Of course, it doesn’t matter what any of them thinks: once the head suit (Denis Arndt) hears about the likely profits (“That’d be bigger than Viagra!”), he exhorts, “Get your asses down to Borneo.” And so their fates are sealed. As Anacondas‘ slasher movie dimensions take shape, the team is expanded to include more potential victims. In country, they are joined by a cocky doctor, Ben (Nicholas Gonzalez), who comes on to Sam and so, deserves his grisly fate, and a loudly entertaining tech, Cole (Eugene Byrd, who cheated Eminem in 8 Mile), who speaks the anxiety the other feel (his running commentary is the film’s most colorful, comic, and anguished, recalling Aliens‘ Hudson [Bill Paxton]). Bad weather leaves them without options: they must seek out the orneriest captain in the seediest bar, Bill Johnson (Johnny Messner), accompanied by loyal first mate Tran (Karl Yune).

**Given task 1**
In the review of Anacondas, which actor plays Cole, the tech?
**Given task 2**
Extend the Anacondas review from its last sentence, keeping the same tone.

**Raw records**
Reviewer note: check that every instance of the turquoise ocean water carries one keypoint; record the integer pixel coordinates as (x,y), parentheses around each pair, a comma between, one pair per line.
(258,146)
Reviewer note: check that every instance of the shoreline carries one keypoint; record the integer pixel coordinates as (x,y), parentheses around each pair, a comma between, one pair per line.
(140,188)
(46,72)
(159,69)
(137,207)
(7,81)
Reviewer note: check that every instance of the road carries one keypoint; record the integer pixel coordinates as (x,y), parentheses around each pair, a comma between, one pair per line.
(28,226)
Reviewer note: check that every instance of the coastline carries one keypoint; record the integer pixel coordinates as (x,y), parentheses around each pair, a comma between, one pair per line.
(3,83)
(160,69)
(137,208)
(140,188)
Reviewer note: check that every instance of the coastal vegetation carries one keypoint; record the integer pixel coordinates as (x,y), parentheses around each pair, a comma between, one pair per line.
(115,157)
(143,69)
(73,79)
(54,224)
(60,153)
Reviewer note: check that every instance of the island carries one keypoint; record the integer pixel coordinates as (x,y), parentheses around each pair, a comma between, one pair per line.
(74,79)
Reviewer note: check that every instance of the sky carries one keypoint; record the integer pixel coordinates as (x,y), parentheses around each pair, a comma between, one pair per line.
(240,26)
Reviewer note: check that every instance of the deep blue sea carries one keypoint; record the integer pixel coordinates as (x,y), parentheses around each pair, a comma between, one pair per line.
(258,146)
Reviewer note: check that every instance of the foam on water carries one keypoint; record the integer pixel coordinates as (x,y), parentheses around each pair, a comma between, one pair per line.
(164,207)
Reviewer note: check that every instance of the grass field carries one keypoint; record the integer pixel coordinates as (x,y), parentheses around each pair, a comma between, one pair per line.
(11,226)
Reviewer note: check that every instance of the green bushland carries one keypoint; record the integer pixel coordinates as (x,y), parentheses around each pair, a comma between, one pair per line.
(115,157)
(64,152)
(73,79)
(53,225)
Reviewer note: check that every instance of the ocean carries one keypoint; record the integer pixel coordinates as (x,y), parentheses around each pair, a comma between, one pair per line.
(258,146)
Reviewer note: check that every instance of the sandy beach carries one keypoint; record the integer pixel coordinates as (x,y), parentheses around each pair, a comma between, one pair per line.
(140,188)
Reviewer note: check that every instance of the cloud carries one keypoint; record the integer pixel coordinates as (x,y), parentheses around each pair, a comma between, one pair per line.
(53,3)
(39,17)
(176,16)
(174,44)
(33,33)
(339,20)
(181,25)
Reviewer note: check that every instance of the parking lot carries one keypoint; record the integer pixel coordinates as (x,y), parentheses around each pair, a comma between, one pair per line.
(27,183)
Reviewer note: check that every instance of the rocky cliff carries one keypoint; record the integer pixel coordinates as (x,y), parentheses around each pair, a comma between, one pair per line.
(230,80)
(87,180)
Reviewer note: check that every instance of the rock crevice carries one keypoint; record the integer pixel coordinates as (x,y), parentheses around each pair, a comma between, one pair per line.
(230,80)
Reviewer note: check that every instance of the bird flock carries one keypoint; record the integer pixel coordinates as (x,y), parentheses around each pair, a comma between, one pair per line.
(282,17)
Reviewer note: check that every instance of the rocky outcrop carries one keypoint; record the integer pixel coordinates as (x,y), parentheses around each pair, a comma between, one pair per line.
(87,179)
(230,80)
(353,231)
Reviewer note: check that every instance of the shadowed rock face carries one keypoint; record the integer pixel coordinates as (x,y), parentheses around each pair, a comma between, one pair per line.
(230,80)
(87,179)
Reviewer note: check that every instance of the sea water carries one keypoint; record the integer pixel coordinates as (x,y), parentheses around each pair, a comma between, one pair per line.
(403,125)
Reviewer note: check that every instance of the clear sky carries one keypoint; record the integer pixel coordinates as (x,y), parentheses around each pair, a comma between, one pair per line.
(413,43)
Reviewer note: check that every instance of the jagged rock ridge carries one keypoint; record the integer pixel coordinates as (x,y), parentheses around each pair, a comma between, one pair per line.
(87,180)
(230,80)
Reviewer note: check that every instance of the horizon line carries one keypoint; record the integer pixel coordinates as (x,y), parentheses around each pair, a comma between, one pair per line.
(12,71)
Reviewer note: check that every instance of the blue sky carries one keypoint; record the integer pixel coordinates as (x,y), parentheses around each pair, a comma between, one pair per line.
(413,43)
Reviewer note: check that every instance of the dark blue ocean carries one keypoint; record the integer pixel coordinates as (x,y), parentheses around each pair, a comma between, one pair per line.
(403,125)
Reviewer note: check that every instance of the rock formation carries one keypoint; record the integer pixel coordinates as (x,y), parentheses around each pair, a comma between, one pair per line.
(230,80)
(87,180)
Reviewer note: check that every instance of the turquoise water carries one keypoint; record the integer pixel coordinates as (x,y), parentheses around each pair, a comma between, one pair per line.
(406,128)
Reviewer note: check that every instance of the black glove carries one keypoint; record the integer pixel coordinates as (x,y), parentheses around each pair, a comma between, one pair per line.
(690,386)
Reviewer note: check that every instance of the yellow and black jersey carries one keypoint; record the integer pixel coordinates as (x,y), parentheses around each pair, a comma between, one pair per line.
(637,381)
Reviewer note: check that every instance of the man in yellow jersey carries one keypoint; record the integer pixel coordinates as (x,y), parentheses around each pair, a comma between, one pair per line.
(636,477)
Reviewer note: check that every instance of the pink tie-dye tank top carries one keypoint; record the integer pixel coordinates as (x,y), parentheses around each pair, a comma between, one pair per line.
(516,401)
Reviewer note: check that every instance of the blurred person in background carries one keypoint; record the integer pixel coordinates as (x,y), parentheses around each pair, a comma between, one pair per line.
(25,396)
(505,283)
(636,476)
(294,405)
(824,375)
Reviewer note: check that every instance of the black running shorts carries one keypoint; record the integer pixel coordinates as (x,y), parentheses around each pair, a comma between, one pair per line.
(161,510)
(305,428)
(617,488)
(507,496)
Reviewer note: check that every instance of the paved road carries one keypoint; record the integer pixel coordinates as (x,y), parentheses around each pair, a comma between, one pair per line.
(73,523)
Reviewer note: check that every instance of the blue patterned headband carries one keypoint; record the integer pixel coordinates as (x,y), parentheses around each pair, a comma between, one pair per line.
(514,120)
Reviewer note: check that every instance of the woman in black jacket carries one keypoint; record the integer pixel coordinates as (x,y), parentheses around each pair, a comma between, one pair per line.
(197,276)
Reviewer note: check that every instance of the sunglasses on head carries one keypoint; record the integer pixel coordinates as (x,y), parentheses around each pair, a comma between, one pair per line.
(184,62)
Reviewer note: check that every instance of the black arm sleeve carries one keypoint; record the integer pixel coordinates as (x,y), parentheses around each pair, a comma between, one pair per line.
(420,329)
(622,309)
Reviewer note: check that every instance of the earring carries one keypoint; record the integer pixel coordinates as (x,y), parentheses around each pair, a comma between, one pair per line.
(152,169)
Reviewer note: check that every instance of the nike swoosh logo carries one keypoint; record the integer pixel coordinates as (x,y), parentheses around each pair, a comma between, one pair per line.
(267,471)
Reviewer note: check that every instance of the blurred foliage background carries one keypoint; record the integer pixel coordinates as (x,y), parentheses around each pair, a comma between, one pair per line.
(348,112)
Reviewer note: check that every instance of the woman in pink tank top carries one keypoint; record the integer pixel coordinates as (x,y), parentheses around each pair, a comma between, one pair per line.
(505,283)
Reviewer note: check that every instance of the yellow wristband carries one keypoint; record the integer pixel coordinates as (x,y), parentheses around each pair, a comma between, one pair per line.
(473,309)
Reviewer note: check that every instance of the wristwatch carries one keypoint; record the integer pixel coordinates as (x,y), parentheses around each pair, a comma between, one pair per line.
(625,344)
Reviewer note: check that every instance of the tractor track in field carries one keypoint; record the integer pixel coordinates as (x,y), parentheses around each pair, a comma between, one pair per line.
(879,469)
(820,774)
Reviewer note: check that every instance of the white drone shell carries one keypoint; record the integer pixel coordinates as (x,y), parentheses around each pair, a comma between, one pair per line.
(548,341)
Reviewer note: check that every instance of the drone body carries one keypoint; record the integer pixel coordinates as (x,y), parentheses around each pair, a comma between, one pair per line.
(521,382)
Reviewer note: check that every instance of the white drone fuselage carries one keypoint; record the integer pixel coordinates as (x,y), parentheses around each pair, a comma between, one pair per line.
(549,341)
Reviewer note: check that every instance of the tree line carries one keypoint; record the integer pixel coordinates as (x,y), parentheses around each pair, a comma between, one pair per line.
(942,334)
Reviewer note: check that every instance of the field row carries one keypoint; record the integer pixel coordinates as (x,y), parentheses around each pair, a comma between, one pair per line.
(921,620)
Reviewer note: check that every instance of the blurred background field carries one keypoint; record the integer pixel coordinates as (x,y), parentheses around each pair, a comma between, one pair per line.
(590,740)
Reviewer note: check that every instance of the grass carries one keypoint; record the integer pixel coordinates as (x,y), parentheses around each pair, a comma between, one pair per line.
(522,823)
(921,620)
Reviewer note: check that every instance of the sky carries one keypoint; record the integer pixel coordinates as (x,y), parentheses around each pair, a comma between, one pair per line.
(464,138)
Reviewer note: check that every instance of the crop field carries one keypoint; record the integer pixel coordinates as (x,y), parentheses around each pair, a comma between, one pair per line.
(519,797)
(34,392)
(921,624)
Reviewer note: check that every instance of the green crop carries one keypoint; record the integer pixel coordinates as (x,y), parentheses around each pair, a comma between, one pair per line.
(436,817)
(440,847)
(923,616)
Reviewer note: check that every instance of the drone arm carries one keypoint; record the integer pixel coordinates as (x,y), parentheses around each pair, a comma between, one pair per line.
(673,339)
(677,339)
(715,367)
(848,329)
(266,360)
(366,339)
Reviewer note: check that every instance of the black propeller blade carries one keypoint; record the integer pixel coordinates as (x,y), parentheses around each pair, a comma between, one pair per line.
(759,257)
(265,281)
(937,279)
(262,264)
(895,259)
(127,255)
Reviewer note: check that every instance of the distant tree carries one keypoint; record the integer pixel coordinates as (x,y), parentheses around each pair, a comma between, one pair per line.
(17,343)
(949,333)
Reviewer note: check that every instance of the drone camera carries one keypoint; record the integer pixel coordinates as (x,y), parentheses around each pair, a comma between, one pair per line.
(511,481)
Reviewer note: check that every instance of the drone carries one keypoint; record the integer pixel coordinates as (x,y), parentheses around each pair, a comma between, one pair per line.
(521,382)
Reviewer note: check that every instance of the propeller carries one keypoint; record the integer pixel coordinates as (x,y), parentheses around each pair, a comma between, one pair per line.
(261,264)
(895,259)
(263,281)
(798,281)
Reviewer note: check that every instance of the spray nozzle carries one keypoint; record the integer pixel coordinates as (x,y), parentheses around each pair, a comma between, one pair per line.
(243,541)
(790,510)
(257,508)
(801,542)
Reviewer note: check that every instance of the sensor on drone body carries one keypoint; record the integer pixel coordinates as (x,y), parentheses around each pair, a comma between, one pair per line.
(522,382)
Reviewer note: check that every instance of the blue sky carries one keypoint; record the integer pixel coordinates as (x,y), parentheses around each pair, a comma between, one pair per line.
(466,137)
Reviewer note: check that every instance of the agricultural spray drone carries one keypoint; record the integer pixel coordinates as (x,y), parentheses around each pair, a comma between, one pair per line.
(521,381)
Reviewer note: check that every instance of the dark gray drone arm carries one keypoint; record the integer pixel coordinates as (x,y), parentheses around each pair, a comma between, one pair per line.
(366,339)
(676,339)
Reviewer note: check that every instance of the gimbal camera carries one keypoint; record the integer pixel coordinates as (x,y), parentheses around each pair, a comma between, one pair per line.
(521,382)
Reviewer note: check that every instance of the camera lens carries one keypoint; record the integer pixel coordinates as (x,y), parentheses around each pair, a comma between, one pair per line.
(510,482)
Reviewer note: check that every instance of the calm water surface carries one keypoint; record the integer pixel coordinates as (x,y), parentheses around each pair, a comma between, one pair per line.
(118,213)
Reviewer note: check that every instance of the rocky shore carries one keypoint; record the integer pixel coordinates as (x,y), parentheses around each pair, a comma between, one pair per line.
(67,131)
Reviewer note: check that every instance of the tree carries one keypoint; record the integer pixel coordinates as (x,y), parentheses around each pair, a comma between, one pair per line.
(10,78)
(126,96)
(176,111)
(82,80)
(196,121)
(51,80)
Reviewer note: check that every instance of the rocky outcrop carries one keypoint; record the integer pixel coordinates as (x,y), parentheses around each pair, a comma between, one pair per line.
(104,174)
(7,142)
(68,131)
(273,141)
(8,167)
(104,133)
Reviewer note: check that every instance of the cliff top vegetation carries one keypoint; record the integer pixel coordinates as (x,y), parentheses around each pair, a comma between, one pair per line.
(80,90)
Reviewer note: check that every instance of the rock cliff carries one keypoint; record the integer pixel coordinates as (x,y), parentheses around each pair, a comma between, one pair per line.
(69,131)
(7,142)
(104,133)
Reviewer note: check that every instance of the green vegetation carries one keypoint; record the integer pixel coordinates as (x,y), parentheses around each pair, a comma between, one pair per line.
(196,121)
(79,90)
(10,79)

**Exercise answer 1**
Eugene Byrd

**Exercise answer 2**
The threat emerges slowly; the camera pulls out to reveal the snake slithering by under waist-deep water, even as the group remains oblivious. They’re preoccupied: the girls are competitive (Gail assumes good girl Sam slept with Jack to get her job) and frightened (by Bill’s pet monkey Kong, by a crocodile), while the men are, by turns, wary, brash, and lascivious (Ben and Jack being the most obnoxious on this count). Cole, ever stepping to his own drummer, pays strange homage to the first film (“I knew this other guy who went to the Amazon to make a documentary, and they were all eaten by snakes!”, and Bill (who reveals that he’s in Borneo because during his military stint, in the Special Forces, he “did some things that I want to forget”) maintains his distance from these cityfolks, but soon enough, they’re all in it together, stalked by the snakes (“Everything gets eaten out here,” deadpans Bill, “It’s the jungle”).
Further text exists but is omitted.